** start EXTRACTED ENTRIES **
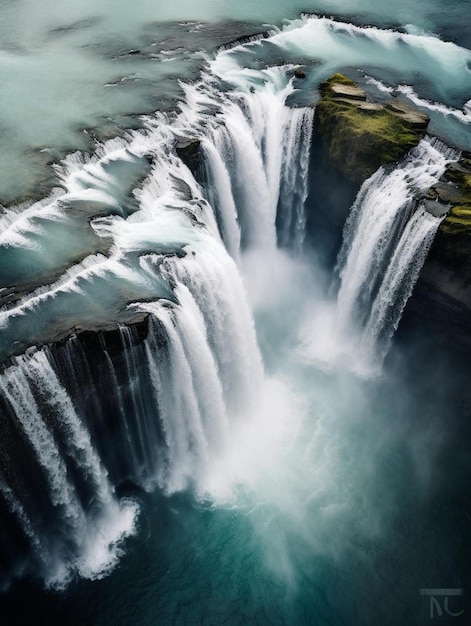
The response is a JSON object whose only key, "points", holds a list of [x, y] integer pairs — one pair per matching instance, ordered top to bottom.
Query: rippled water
{"points": [[345, 496]]}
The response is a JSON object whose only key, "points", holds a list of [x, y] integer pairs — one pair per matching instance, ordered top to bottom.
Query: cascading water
{"points": [[385, 243], [159, 407], [156, 411]]}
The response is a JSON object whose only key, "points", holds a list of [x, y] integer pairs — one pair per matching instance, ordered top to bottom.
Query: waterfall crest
{"points": [[386, 240]]}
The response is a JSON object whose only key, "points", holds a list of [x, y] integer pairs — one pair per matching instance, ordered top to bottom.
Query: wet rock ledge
{"points": [[359, 136], [448, 267]]}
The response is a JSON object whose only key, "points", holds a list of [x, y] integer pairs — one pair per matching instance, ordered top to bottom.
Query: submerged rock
{"points": [[359, 136], [189, 152]]}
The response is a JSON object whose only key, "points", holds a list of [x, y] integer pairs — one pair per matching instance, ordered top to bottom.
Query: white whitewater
{"points": [[385, 243], [178, 395], [88, 541]]}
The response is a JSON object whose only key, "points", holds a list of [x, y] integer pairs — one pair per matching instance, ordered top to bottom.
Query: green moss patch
{"points": [[359, 137]]}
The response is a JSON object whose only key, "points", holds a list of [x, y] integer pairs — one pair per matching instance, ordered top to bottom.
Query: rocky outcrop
{"points": [[359, 136], [352, 137], [189, 152], [448, 267]]}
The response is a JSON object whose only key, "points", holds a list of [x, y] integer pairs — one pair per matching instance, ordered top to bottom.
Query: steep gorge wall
{"points": [[352, 137]]}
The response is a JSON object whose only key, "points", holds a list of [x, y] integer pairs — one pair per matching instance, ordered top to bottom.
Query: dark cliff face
** end EXTRACTED ENTRIES **
EXERCISE OBJECTIVE: Pull out every line of the entries above that contains the string "Query", matching case exactly.

TASK RESPONSE:
Query: rippled water
Query: cascading water
Query: waterfall crest
Query: wet rock ledge
Query: submerged rock
Query: white whitewater
Query: green moss patch
Query: rocky outcrop
Query: steep gorge wall
Query: dark cliff face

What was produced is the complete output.